◆ **Exercise requirements**: Write out, please, the line containing "Where can you see the bare" together with all lines after it, up to and including the last one, with no other output.
## Begin Stored rows
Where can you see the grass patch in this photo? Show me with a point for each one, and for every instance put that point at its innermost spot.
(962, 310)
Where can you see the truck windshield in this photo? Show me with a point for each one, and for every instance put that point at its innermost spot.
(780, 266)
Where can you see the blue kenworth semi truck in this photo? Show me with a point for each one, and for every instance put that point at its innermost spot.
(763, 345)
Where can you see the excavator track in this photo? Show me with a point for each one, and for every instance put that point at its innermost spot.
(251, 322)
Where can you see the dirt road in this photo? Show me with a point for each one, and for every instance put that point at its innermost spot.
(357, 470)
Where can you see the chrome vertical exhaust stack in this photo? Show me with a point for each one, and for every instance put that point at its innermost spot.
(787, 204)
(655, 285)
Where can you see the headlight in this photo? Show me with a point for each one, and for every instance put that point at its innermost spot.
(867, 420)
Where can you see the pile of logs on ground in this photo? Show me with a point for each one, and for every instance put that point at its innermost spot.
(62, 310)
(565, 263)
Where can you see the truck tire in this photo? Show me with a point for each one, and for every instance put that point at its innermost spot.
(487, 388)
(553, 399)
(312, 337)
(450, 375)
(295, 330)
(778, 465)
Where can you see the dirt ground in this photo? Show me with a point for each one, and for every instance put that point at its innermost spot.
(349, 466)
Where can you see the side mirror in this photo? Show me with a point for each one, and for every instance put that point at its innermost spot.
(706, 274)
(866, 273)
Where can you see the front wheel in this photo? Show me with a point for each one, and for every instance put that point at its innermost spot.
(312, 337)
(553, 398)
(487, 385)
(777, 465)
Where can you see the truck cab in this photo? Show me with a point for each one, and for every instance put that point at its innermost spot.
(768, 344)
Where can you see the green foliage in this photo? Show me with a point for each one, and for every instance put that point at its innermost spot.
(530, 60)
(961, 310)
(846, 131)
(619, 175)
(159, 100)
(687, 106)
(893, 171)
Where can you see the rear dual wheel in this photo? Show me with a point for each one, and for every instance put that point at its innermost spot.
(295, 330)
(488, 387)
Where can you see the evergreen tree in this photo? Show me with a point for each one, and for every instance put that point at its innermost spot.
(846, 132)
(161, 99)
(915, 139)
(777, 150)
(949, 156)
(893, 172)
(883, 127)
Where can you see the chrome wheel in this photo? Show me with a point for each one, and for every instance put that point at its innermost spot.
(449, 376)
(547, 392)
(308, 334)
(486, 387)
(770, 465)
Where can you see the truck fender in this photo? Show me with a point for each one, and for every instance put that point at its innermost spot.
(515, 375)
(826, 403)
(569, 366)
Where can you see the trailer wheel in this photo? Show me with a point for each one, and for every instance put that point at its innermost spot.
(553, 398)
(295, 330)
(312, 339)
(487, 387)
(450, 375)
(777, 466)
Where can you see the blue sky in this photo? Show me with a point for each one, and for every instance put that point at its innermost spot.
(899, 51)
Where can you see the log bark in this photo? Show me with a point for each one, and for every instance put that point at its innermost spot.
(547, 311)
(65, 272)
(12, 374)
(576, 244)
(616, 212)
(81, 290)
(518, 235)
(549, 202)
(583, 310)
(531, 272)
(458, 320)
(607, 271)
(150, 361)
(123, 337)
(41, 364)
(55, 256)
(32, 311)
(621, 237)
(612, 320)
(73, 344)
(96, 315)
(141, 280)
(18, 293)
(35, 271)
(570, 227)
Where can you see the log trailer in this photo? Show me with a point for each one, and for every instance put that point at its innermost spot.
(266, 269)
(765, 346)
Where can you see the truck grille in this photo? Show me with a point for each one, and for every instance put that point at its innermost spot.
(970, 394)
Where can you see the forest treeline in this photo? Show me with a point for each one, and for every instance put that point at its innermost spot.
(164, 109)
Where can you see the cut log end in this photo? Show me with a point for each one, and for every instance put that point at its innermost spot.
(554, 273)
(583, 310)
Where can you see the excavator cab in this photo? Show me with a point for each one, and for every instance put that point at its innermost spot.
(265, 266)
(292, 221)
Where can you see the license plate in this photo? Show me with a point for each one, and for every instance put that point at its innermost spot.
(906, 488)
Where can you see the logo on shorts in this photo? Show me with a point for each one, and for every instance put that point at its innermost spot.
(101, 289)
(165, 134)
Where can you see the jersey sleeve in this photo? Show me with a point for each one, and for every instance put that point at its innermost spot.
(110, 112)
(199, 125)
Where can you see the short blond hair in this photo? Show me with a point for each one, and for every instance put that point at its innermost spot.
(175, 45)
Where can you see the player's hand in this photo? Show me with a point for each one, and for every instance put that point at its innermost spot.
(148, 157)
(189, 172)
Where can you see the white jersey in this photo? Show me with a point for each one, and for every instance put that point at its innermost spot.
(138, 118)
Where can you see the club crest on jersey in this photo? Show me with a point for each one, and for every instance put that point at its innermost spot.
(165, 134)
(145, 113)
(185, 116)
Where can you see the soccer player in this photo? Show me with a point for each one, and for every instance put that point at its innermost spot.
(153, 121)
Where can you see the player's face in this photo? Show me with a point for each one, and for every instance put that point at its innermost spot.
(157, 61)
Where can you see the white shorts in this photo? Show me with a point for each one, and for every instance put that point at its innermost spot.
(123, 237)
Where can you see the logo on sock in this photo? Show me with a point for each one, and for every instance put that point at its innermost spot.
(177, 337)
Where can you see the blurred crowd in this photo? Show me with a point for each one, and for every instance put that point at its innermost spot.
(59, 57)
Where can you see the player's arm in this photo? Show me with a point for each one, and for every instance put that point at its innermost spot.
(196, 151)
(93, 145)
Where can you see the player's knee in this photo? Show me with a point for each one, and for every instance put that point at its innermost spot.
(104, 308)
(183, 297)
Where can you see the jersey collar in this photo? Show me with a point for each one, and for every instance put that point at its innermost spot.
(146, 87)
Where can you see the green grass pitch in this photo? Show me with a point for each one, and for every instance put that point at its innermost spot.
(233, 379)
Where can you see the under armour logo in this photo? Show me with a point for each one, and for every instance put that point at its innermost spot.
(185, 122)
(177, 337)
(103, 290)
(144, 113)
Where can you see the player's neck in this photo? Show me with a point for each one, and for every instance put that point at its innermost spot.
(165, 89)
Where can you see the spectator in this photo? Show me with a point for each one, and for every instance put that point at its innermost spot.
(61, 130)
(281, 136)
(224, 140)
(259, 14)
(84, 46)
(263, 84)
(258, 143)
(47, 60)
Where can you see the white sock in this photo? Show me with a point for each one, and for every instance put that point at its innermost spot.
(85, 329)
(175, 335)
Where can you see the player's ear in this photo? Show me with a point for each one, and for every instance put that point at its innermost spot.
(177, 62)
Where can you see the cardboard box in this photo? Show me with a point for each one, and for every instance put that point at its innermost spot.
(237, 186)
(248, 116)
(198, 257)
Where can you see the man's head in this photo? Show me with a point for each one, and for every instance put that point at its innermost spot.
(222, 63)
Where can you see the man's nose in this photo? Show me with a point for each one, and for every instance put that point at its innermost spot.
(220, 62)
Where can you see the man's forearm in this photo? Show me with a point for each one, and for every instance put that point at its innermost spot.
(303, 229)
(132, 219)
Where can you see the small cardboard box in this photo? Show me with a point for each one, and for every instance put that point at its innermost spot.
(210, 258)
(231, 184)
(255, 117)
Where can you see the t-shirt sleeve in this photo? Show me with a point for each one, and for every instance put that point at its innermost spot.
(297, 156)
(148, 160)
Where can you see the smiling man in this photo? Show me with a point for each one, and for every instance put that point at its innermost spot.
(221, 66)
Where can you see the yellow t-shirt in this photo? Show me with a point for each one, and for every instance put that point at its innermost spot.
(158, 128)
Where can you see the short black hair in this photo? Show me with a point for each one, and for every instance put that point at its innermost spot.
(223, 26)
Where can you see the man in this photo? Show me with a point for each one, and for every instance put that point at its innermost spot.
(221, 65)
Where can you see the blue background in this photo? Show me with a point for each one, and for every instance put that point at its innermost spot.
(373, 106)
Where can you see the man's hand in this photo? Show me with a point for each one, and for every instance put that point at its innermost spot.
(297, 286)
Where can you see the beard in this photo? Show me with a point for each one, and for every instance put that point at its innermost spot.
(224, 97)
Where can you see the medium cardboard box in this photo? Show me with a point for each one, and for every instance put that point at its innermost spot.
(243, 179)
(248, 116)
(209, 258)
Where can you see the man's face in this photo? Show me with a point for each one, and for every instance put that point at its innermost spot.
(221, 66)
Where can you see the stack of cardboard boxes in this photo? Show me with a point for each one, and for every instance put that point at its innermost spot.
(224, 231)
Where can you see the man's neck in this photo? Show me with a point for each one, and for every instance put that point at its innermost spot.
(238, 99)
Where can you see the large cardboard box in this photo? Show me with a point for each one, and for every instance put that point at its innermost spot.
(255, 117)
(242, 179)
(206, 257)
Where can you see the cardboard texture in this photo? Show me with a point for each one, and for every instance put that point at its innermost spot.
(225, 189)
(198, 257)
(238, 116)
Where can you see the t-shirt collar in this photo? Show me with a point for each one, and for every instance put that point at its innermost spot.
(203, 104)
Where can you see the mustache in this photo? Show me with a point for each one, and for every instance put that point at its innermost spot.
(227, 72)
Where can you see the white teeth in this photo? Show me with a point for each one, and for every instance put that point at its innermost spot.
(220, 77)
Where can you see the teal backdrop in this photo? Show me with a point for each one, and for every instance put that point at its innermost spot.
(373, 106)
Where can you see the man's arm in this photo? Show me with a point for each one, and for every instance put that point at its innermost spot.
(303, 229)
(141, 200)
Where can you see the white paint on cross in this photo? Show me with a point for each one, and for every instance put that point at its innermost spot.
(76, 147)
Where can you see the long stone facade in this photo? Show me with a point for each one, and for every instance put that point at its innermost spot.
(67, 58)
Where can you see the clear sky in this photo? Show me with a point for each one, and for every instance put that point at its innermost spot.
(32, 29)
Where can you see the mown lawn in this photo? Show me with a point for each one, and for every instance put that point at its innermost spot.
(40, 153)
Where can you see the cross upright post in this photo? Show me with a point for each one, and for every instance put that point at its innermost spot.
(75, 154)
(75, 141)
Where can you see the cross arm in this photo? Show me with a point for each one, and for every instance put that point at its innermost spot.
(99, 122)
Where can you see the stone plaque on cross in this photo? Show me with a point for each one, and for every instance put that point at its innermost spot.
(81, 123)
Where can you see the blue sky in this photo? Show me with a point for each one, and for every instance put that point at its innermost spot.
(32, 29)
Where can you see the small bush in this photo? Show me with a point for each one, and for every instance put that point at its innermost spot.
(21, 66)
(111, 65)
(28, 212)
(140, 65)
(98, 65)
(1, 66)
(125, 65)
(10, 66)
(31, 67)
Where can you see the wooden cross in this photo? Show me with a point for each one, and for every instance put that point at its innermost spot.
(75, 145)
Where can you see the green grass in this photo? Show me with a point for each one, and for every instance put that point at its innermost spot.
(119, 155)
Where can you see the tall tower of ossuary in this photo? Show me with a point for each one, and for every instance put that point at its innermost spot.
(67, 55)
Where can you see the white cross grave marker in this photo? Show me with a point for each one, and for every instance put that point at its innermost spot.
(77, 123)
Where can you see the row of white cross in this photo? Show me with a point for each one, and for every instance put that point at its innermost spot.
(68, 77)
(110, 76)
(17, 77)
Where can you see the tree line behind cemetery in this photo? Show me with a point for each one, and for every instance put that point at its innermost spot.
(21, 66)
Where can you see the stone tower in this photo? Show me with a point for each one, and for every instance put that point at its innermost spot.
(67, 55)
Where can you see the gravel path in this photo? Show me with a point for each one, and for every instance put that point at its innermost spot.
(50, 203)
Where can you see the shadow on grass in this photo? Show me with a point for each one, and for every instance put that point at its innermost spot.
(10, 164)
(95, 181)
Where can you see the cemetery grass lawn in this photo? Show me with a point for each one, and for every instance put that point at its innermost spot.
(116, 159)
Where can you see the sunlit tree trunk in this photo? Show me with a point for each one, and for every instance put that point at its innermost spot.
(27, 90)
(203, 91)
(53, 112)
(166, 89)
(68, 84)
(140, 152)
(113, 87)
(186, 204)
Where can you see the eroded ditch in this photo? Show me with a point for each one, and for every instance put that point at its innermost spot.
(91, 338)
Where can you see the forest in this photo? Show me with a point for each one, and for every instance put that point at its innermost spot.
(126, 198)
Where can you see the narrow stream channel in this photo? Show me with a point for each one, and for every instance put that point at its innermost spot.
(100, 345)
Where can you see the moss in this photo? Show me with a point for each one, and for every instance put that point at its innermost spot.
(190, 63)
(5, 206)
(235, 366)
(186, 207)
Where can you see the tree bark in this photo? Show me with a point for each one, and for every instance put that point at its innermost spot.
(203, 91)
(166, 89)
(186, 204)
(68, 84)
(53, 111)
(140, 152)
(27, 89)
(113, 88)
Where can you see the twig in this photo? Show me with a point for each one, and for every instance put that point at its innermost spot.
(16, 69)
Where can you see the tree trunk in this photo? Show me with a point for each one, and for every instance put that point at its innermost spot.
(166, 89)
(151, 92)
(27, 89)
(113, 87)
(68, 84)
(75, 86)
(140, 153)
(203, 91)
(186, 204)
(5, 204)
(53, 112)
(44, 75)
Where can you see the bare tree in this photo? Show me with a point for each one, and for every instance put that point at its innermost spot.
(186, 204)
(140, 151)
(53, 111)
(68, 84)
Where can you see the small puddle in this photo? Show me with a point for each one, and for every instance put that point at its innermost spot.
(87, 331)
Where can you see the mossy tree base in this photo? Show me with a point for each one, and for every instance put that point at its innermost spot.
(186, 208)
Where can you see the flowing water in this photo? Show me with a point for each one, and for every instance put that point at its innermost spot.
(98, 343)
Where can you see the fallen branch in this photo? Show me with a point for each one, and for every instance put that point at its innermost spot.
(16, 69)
## End Stored rows
◆ **Result of the exercise**:
Where can you see the bare tree in this photo? Show me with a point for each one, and for every instance put that point at its innermost spot.
(186, 204)
(140, 151)
(53, 111)
(68, 84)
Where can you see the small puddle in this photo? Show me with a point for each one, and for every instance put that point at its innermost spot.
(87, 331)
Where can you see the mossy tree base in this photo? Show me with a point for each one, and for every instance put that point at its innermost spot.
(186, 208)
Where can you see the flowing water in this photo? Show me with a point for each one, and for every instance put that point at its innermost spot.
(98, 343)
Where can you see the fallen branch in this photo? Show me with a point for each one, and for every instance put that point at its innermost spot.
(16, 69)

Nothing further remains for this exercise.